> [Problema breve 1]: Cuente cuántas líneas de los registros que figuran más abajo contienen la cadena "blue", distinguiendo entre mayúsculas y minúsculas. Indique únicamente el número.

> [Fragmento]:
Publicado: 18.07.2013
El mundo de los niños protegidos por el Estado no solo está cruzado por la violencia, como lo han mostrado las investigaciones que el Poder Judicial no quería difundir. También hay verdades a medias y esta columna de Camilo Morales pone el acento en una de ellas: la mayor parte de los 15.000 niños que están en el sistema no fue maltratado ni abusado por sus padres y podrían volver a sus hogares si las familias recibieran la ayuda adecuada. Pero el sistema no recompone las familias sino que tiende a quedarse con los niños por años. Dice Morales: “se trata de un sistema amparado en la injusticia, ya que establece a priori que ciertos grupos son particularmente incapaces de criar a sus hijos”.
La crisis del sistema de protección residencial de niños en Chile ha vuelto a manifestarse con crudeza en la escena pública. Pareciera ser que esta vez el despliegue de la fiscalización y de la intervención del SENAME sobre algunas residencias será ejemplificador. ¿Estamos ante un evento histórico? Lamentablemente no. Debemos recordar que esta precaria e indignante situación no es un hecho aislado o una situación acontecida en el último tiempo. Se repite no hace años, si no más bien hace siglos.

> [Información registrada]:
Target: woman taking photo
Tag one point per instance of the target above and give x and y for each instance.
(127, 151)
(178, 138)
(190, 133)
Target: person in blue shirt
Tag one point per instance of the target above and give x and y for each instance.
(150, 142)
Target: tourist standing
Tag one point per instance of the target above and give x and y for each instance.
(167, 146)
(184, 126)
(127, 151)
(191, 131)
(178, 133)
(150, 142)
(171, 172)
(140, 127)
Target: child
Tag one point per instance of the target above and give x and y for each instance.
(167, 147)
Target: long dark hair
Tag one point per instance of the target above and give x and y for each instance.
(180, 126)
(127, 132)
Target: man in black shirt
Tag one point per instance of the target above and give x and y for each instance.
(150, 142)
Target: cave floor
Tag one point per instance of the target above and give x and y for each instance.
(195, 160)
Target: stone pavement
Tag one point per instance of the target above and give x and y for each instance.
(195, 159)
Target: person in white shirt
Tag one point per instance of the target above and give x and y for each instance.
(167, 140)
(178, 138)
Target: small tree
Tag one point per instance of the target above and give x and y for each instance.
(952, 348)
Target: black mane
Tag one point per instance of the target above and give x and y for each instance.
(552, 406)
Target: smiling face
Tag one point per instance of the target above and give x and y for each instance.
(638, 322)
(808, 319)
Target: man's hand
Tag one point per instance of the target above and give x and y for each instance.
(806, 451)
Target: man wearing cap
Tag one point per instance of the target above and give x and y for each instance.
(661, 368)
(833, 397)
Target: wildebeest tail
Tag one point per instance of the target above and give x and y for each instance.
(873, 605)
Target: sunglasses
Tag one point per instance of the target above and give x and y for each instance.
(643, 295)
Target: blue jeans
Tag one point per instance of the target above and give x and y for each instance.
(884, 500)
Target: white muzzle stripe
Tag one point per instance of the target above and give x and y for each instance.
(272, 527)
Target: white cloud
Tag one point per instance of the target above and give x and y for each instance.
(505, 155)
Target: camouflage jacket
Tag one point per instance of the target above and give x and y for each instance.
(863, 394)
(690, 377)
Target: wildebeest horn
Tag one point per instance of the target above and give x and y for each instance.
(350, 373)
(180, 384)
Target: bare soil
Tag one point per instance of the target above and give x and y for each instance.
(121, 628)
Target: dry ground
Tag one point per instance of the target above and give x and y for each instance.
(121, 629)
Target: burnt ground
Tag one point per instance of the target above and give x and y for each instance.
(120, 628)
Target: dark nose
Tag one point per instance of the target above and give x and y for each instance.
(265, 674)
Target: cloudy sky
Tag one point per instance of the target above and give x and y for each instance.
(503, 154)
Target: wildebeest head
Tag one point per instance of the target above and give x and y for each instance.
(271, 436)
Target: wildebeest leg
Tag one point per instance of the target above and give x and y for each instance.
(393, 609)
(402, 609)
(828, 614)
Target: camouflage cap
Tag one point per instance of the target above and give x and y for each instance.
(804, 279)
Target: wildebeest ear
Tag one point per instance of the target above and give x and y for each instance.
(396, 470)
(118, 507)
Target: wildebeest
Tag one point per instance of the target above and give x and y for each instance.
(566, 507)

> [Problema breve 2]: Transcriba sin alteraciones el tramo del fragmento sobre la protección de niños en Chile que va desde "La crisis del" hasta "bien hace siglos.".

> [Respuesta escrita 1]: 2

> [Respuesta escrita 2]:
La crisis del sistema de protección residencial de niños en Chile ha vuelto a manifestarse con crudeza en la escena pública. Pareciera ser que esta vez el despliegue de la fiscalización y de la intervención del SENAME sobre algunas residencias será ejemplificador. ¿Estamos ante un evento histórico? Lamentablemente no. Debemos recordar que esta precaria e indignante situación no es un hecho aislado o una situación acontecida en el último tiempo. Se repite no hace años, si no más bien hace siglos.